Directive
Render as a JSON array of strings, one string per line with blank lines omitted, the lines of the listing from the line containing "hedge and return the coordinates." through the end of the listing.

* begin *

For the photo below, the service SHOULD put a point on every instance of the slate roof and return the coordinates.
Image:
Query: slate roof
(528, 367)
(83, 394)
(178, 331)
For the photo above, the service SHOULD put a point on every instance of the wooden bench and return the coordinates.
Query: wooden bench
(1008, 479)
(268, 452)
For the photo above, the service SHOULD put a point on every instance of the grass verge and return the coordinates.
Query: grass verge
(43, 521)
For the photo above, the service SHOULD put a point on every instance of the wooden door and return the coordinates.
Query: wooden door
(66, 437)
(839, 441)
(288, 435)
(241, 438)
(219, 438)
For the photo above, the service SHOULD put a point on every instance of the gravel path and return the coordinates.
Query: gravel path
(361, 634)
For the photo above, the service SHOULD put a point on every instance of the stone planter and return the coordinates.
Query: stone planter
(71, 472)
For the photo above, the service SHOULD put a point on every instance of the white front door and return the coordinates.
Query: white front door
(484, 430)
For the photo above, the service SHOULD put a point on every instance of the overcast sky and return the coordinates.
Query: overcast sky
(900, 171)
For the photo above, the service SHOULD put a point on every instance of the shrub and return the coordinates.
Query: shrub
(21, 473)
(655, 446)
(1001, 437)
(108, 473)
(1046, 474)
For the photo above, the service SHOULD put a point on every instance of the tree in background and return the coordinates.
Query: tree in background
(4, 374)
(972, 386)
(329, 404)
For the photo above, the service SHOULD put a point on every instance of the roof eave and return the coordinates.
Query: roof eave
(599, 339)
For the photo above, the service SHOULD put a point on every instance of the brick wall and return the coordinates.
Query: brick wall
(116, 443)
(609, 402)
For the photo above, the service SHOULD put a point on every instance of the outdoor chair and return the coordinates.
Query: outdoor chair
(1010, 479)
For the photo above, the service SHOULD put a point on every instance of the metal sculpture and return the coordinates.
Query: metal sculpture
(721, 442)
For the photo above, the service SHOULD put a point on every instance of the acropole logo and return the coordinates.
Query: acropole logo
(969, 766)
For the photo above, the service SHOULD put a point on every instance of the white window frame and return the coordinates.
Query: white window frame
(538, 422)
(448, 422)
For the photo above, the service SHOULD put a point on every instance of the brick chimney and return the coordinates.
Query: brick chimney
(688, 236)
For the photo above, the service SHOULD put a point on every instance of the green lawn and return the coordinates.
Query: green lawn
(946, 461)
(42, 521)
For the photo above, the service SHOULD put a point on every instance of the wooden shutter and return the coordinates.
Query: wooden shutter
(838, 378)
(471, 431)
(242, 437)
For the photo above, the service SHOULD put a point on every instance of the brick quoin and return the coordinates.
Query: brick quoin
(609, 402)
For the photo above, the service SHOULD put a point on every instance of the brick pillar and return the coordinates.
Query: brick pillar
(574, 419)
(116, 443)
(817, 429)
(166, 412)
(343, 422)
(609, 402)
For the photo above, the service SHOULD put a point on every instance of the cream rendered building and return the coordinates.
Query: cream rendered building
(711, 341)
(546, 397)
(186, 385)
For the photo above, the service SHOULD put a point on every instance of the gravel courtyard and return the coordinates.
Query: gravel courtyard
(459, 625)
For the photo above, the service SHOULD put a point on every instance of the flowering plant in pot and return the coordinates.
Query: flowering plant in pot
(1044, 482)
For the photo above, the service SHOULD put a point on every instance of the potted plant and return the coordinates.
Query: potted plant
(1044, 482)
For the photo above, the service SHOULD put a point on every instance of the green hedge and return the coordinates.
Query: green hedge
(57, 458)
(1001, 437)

* end *

Result
[
  "For the photo above, the service SHOULD put a point on every instance of the green hedge and return the coordinates.",
  "Query: green hedge",
  "(57, 458)",
  "(1001, 437)"
]